__Task__
Reproduce the listing from its start through the line containing "[(119, 120), (120, 118), (120, 117), (112, 117), (112, 120)]", both ends included, and omit the pictures. Keep the requests and their format samples unchanged, but multiply every coordinate in the answers by 1.8 and round each result to a whole number, rounding halves up.
"""
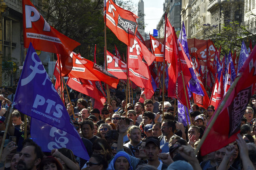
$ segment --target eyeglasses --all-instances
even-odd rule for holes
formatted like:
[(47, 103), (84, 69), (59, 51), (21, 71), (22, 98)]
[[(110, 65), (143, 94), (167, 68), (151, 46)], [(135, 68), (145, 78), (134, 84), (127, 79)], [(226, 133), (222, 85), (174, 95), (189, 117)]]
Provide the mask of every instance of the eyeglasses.
[(164, 129), (165, 128), (169, 128), (170, 127), (161, 127), (161, 128), (162, 128), (162, 129)]
[(86, 166), (88, 166), (88, 165), (89, 165), (90, 166), (92, 166), (92, 165), (98, 165), (99, 164), (95, 164), (95, 163), (91, 162), (86, 162)]
[(246, 140), (246, 139), (244, 141), (245, 141), (245, 142), (246, 143), (248, 143), (250, 142), (250, 140)]
[(139, 149), (145, 149), (145, 147), (142, 146), (138, 146), (138, 148)]
[(108, 128), (101, 128), (100, 129), (100, 131), (107, 131), (108, 130)]
[(111, 149), (112, 149), (112, 150), (116, 150), (117, 149), (117, 147), (111, 146)]
[(119, 120), (120, 118), (120, 117), (112, 117), (112, 120)]

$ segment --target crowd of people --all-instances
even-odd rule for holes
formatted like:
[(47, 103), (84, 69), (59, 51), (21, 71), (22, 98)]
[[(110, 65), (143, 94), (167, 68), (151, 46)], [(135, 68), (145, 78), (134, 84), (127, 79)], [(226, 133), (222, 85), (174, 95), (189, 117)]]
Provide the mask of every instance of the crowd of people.
[(0, 142), (4, 142), (0, 170), (256, 168), (256, 95), (252, 97), (241, 120), (241, 131), (236, 141), (202, 156), (200, 150), (198, 153), (195, 150), (214, 114), (214, 107), (205, 109), (192, 105), (191, 124), (188, 126), (178, 122), (176, 100), (166, 97), (163, 103), (159, 89), (151, 99), (145, 99), (142, 103), (139, 99), (144, 96), (141, 96), (139, 88), (131, 90), (130, 96), (134, 97), (126, 100), (124, 87), (120, 84), (116, 89), (110, 89), (110, 104), (106, 103), (102, 108), (93, 108), (90, 97), (77, 91), (69, 93), (71, 103), (68, 94), (64, 94), (67, 111), (89, 160), (74, 155), (66, 148), (43, 152), (31, 139), (29, 117), (24, 120), (24, 114), (14, 110), (7, 122), (15, 88), (0, 89), (3, 95), (0, 95)]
"""
__Result of this exercise__
$ segment --target eyeglasses --all-instances
even-odd rule for holes
formatted like:
[(47, 103), (84, 69), (59, 51), (21, 71), (22, 98)]
[[(110, 65), (143, 94), (167, 68), (151, 46)], [(135, 68), (145, 78), (134, 84), (127, 79)], [(226, 133), (222, 85), (174, 95), (189, 117)]]
Provide the mask of every instance of the eyeglasses.
[(295, 232), (297, 230), (304, 230), (306, 229), (290, 229), (290, 230), (292, 230), (292, 232)]
[(155, 299), (158, 299), (158, 297), (160, 297), (162, 299), (166, 299), (166, 297), (176, 297), (178, 295), (171, 295), (171, 293), (164, 292), (155, 292)]
[(443, 252), (443, 250), (439, 254), (441, 254), (441, 256), (443, 257), (446, 257), (450, 256), (450, 252)]
[(250, 268), (261, 268), (261, 265), (256, 263), (248, 263), (248, 266)]
[(194, 230), (182, 230), (180, 232), (180, 236), (193, 236), (194, 234)]
[(200, 268), (202, 268), (202, 270), (209, 270), (211, 268), (211, 265), (200, 263)]
[(214, 216), (216, 212), (216, 211), (202, 211), (202, 216)]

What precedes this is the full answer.